**RECORDS SHOWN**
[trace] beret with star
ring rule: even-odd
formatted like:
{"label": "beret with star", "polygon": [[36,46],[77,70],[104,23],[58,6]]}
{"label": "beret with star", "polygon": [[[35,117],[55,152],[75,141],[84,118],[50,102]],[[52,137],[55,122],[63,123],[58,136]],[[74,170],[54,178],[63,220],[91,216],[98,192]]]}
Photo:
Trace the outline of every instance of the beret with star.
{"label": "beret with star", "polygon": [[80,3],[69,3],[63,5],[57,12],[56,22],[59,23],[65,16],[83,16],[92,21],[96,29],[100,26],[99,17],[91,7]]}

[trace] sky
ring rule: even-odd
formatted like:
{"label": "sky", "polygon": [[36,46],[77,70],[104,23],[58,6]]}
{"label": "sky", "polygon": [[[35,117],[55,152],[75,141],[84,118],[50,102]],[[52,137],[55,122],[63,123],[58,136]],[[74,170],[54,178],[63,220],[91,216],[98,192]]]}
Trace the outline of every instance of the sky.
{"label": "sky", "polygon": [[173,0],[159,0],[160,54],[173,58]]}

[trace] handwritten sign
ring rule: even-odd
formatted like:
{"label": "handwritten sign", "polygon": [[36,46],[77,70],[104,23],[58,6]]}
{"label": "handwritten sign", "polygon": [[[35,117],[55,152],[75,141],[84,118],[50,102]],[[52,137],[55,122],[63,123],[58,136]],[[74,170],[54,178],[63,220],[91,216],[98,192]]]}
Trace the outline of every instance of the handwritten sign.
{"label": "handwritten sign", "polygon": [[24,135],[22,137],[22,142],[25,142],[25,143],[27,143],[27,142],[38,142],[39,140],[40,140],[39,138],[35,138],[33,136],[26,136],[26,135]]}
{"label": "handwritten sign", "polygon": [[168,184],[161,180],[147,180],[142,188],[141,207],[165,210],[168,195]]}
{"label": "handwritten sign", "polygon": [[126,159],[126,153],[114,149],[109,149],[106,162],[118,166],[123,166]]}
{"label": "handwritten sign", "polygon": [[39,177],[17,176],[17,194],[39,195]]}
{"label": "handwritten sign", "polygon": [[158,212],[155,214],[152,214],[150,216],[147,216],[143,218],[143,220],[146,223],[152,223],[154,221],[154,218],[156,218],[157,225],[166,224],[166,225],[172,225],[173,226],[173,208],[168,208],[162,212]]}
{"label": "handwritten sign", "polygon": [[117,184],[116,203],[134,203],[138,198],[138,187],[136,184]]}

**PROBLEM**
Rewrite all the entries above, replacing "ring rule" with "fill rule" wherever it occurs and leaving every other character unchanged.

**COMPLETE ANSWER**
[trace] beret with star
fill rule: even-odd
formatted like:
{"label": "beret with star", "polygon": [[36,46],[77,70],[104,23],[58,6]]}
{"label": "beret with star", "polygon": [[[35,117],[55,152],[75,141],[84,118],[50,102]],[[52,137],[55,122],[63,123],[58,136]],[[74,170],[54,178],[63,220],[91,216],[98,192]]]}
Photo:
Trace the outline of every instance of the beret with star.
{"label": "beret with star", "polygon": [[80,3],[69,3],[63,5],[57,12],[56,22],[59,23],[65,16],[83,16],[92,21],[96,29],[100,26],[99,17],[91,7]]}

[trace] sky
fill rule: even-odd
formatted like:
{"label": "sky", "polygon": [[36,46],[77,70],[104,23],[58,6]]}
{"label": "sky", "polygon": [[[35,117],[55,152],[75,141],[84,118],[50,102]],[[52,137],[55,122],[63,123],[58,136]],[[74,170],[54,178],[63,220],[91,216],[98,192]]]}
Trace the outline of every instance of the sky.
{"label": "sky", "polygon": [[173,0],[159,0],[160,54],[173,58]]}

[trace] handwritten sign
fill rule: even-odd
formatted like:
{"label": "handwritten sign", "polygon": [[36,46],[77,70],[104,23],[58,6]]}
{"label": "handwritten sign", "polygon": [[[35,117],[55,152],[75,141],[84,118],[50,102]],[[52,137],[55,122],[63,123],[58,136]],[[74,170],[54,178],[63,220],[91,216],[98,192]]]}
Trace the outline of every instance of the handwritten sign.
{"label": "handwritten sign", "polygon": [[24,135],[22,137],[22,142],[25,142],[25,143],[27,143],[27,142],[38,142],[39,140],[40,140],[39,138],[35,138],[33,136],[26,136],[26,135]]}
{"label": "handwritten sign", "polygon": [[168,184],[161,180],[147,180],[142,188],[141,207],[165,210],[168,195]]}
{"label": "handwritten sign", "polygon": [[126,159],[126,153],[114,149],[109,149],[106,162],[118,166],[123,166]]}
{"label": "handwritten sign", "polygon": [[39,177],[17,176],[17,194],[39,195]]}
{"label": "handwritten sign", "polygon": [[158,212],[155,214],[152,214],[150,216],[147,216],[143,218],[143,220],[146,223],[152,223],[154,221],[154,218],[156,218],[157,225],[166,224],[166,225],[172,225],[173,226],[173,208],[168,208],[162,212]]}
{"label": "handwritten sign", "polygon": [[117,184],[116,203],[134,203],[138,198],[138,187],[136,184]]}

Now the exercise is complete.